→ **Task**:
Replace each "Locate" in the items below with "Find", and leave everything else unchanged.

Excerpts of location labeling data:
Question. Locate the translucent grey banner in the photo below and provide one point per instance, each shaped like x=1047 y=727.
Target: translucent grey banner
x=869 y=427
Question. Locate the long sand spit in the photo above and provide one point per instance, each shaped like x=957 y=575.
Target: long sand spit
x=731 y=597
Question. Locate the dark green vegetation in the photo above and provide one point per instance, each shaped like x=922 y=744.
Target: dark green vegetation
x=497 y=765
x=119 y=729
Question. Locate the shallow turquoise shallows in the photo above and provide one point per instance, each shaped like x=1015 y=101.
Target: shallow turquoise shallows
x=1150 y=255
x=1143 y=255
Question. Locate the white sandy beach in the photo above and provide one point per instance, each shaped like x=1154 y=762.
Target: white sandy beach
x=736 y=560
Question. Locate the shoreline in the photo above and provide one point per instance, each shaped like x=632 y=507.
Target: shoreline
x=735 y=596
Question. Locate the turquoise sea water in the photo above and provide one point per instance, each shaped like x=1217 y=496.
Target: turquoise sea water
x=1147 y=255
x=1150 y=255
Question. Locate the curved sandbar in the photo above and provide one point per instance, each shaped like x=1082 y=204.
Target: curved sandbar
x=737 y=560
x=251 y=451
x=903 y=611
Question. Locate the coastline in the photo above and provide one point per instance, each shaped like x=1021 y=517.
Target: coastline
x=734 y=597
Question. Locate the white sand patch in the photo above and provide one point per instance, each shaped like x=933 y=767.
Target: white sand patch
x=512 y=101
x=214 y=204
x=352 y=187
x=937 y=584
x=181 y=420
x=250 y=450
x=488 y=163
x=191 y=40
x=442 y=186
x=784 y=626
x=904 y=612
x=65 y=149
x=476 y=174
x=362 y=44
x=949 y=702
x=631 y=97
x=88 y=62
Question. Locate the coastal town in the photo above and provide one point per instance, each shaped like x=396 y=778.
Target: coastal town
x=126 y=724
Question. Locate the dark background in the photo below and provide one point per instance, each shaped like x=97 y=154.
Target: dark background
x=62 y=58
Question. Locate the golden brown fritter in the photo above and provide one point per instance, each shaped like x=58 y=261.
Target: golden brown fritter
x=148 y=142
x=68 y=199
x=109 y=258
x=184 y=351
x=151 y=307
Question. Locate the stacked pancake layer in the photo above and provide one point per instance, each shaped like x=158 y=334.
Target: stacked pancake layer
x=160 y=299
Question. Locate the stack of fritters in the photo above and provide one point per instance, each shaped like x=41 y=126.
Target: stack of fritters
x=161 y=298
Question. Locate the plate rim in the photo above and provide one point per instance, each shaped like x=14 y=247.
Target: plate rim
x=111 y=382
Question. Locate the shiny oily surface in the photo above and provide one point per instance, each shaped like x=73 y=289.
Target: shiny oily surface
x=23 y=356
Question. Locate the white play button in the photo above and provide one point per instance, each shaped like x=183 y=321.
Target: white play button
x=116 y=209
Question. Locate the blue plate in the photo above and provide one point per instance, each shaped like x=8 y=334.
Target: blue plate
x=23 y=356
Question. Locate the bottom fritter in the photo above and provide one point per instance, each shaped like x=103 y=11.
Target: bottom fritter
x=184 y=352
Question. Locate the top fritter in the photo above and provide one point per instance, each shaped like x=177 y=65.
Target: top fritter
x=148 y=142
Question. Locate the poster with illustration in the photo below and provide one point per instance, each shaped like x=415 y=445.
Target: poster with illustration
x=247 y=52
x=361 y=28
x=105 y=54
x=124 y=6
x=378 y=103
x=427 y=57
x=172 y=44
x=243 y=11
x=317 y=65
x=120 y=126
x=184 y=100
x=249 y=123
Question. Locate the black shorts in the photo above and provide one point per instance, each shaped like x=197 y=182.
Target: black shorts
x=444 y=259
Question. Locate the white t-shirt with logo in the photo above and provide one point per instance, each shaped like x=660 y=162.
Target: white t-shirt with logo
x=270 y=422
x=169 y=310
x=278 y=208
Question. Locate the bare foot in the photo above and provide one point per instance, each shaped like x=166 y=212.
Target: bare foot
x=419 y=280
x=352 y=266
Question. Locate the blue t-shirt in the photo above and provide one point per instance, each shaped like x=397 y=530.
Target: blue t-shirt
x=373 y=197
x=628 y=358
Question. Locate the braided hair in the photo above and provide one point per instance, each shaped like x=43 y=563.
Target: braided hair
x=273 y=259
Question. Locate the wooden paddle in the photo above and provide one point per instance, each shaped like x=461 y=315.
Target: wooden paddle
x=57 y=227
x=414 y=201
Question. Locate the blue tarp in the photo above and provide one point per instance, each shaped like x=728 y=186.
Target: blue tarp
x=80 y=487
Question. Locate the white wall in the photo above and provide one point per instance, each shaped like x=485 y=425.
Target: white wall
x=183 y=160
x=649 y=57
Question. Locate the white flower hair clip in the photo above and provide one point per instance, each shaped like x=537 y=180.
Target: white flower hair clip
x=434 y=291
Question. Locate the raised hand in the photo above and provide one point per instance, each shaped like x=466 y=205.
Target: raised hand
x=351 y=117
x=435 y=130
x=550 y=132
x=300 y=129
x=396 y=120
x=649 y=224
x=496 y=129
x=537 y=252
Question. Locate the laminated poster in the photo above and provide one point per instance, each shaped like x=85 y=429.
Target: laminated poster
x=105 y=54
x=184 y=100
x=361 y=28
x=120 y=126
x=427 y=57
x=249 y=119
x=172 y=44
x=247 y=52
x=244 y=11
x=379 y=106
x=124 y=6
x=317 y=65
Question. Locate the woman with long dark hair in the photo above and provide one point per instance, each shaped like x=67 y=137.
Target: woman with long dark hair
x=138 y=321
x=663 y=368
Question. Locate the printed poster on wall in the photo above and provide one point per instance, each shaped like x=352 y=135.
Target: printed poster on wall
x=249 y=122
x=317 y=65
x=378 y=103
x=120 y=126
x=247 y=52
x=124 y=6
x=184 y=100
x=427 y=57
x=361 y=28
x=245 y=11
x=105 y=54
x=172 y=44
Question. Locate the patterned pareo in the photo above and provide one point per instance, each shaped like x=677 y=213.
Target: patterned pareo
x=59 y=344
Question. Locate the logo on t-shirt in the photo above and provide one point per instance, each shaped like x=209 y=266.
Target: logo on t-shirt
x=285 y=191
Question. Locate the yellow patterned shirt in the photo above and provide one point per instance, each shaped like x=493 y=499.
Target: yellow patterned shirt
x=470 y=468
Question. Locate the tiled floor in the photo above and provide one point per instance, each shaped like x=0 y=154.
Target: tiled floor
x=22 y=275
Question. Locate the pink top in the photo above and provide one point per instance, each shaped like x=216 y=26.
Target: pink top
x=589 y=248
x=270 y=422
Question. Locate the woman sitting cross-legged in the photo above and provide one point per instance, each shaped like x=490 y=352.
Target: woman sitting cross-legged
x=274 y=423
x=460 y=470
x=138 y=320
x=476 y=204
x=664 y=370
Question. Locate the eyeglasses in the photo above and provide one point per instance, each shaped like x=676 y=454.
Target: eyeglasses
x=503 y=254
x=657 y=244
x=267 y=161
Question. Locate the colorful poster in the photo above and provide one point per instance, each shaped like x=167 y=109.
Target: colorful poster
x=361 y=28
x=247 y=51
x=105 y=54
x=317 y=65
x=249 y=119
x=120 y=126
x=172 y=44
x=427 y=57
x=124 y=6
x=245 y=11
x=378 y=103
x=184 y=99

→ **Expected output**:
Question. Find the translucent grey banner in the photo below and provide one point per instance, each shaped like x=1047 y=727.
Target: translucent grey banner
x=869 y=427
Question. Find the long sand spit in the photo above and provide one point per instance, each shaped like x=957 y=575.
Target: long sand spit
x=731 y=597
Question. Find the dark green vegetation in the photo above and provide one point per instance, each shaped like x=922 y=744.
Target: dark green vegetation
x=497 y=765
x=119 y=729
Question. Find the shallow turquoise shallows in the photo above and provide one point per instance, each shaped like x=1015 y=101.
Target: shallow turquoise shallows
x=1150 y=255
x=1143 y=255
Question. Find the white sandy beach in the photo above and provide one point per instance, each shaped like x=1154 y=762.
Target: white sandy beach
x=736 y=560
Question. Find the shoreline in the photo above and provide one point per instance, each shaped like x=632 y=507.
Target: shoreline
x=735 y=596
Question. Find the turquoise sea water in the photo above and provide one point per instance, each shaped like x=1217 y=496.
Target: turquoise sea water
x=1147 y=255
x=1150 y=255
Question. Find the curved sandbar in the photo above and provide one point per instance, each shaped like x=1082 y=204.
Target: curved sandbar
x=737 y=560
x=251 y=451
x=903 y=611
Question. Find the coastline in the photo above and provide one point per instance, each shaped like x=1021 y=517.
Target: coastline
x=734 y=597
Question. Find the white sand patch in the photo above and provide one point per instance, each shaped like x=933 y=767.
Target: white sand patch
x=512 y=101
x=214 y=204
x=352 y=187
x=937 y=584
x=181 y=420
x=250 y=450
x=488 y=163
x=191 y=40
x=442 y=186
x=784 y=626
x=904 y=612
x=65 y=149
x=476 y=174
x=362 y=44
x=949 y=702
x=631 y=97
x=88 y=62
Question. Find the coastal town in the photo above and provide one point per instance, each shaped like x=396 y=778.
Target: coastal town
x=126 y=724
Question. Find the dark background in the photo below and provide one point per instance, each shaped like x=97 y=154.
Target: dark background
x=62 y=58
Question. Find the golden brown fritter in the photo above and provide one point per instance, each shaped like x=58 y=261.
Target: golden brown fritter
x=148 y=142
x=68 y=199
x=109 y=258
x=184 y=351
x=151 y=307
Question. Find the stacked pancake layer in the photo above and provide one point per instance, each shaped like x=158 y=334.
Target: stacked pancake layer
x=160 y=299
Question. Find the stack of fritters in the photo above and provide one point per instance, each shaped like x=41 y=126.
Target: stack of fritters
x=161 y=298
Question. Find the plate rim in the photo above and provide one point per instance, each shaped like x=14 y=247.
Target: plate rim
x=111 y=382
Question. Find the shiny oily surface in the photo above and provide one point per instance, each shaped like x=73 y=289.
Target: shiny oily surface
x=23 y=356
Question. Find the white play button in the photo above and provide one point per instance, each shaped like x=183 y=321.
Target: white play button
x=116 y=209
Question. Find the blue plate in the photo above and provide one point per instance, each shaped like x=8 y=334.
Target: blue plate
x=23 y=356
Question. Find the bottom fritter in the photo above and provide one point per instance, each shaped like x=103 y=11.
Target: bottom fritter
x=184 y=352
Question. Find the top fritter in the photo above and provide one point per instance, each shaped like x=177 y=65.
Target: top fritter
x=148 y=142
Question. Find the poster with illustration in the photo below and provide one point per instance, each shaped like x=415 y=445.
Target: poster with illustration
x=247 y=52
x=361 y=28
x=105 y=54
x=124 y=6
x=378 y=103
x=427 y=57
x=172 y=44
x=243 y=11
x=317 y=65
x=120 y=126
x=184 y=100
x=249 y=123
Question. Find the black shorts in the photo above and provide one point per instance, each shaped like x=197 y=182.
Target: black shorts
x=444 y=259
Question. Find the white t-shirt with logo in the photo above and provide one point per instance, each shaped like x=660 y=162.
Target: white t-shirt with logo
x=270 y=422
x=169 y=310
x=278 y=208
Question. Find the bare foot in the photo above and provide one point per instance, each shaped like x=166 y=212.
Target: bare foot
x=419 y=280
x=352 y=266
Question. Find the blue t-shirt in the photo above and provide one point per instance, each shaped like x=397 y=530.
Target: blue t-shirt
x=373 y=197
x=628 y=358
Question. Find the braided hair in the photo above and provide one point per instance, each shaped like x=43 y=563.
Target: braided hair
x=273 y=259
Question. Find the wooden paddle in the photo above and provide one point per instance, each shaped like x=461 y=315.
Target: wooden paddle
x=57 y=227
x=414 y=201
Question. Find the blue tarp in the photo above and provide one point per instance, each shaped like x=728 y=186.
Target: blue tarp
x=80 y=487
Question. Find the white wall in the photo above and provide one point per instance, each shaped like x=485 y=425.
Target: white wall
x=183 y=160
x=649 y=57
Question. Find the white flower hair clip in the photo above and provide one point per instance, each shaped like x=537 y=180.
Target: white flower hair clip
x=434 y=291
Question. Find the raised hand in the photo above and provide one point per instance, each shaped like x=466 y=205.
Target: raised hand
x=351 y=117
x=435 y=130
x=550 y=132
x=300 y=129
x=396 y=120
x=649 y=224
x=496 y=129
x=537 y=252
Question. Find the laminated poster in the photo above and provide one point per instance, each shaped like x=85 y=429.
Target: laminated poster
x=105 y=54
x=184 y=100
x=361 y=28
x=120 y=126
x=427 y=57
x=249 y=119
x=172 y=44
x=247 y=52
x=244 y=11
x=379 y=106
x=124 y=6
x=317 y=65
Question. Find the woman with long dark hair in the photo above and provide one point per instance, each shaped like x=67 y=137.
Target: woman with long dark hair
x=138 y=321
x=663 y=368
Question. Find the printed poster on wall in the photo above and provide one point per instance, each shaped like x=352 y=135.
Target: printed poster on wall
x=249 y=122
x=317 y=65
x=378 y=103
x=120 y=126
x=247 y=52
x=124 y=6
x=184 y=100
x=427 y=57
x=361 y=28
x=245 y=11
x=105 y=54
x=172 y=44
Question. Find the patterned pareo in the photo above and provide one point per instance, each shaped like x=677 y=213.
Target: patterned pareo
x=59 y=344
Question. Find the logo on t-shirt in the photo above and provide one point per instance, each shaped like x=209 y=266.
Target: logo on t-shirt
x=285 y=191
Question. Find the yellow patterned shirt in the photo above and provide one point per instance, each shaped like x=493 y=499.
Target: yellow patterned shirt
x=470 y=468
Question. Find the tiled floor in the photo above and provide one point per instance, each shaped like x=0 y=154.
Target: tiled floor
x=22 y=275
Question. Find the pink top in the photo above and provide one point per instance, each shaped like x=216 y=26.
Target: pink top
x=589 y=248
x=270 y=422
Question. Find the woman sitting cross-legged in the photo above and provide one point per instance, each shaped like x=490 y=352.
Target: woman sitting cross-legged
x=274 y=423
x=460 y=470
x=138 y=320
x=476 y=204
x=664 y=370
Question. Find the eyeglasses in the photo above and provide one point per instance, each shaped like x=676 y=454.
Target: eyeglasses
x=503 y=254
x=657 y=244
x=267 y=161
Question. Find the colorful poster in the photo above and provide one point per instance, each shaped like x=167 y=109.
Target: colorful poster
x=361 y=28
x=247 y=51
x=105 y=54
x=317 y=65
x=249 y=119
x=120 y=126
x=172 y=44
x=427 y=57
x=124 y=6
x=245 y=11
x=378 y=103
x=184 y=99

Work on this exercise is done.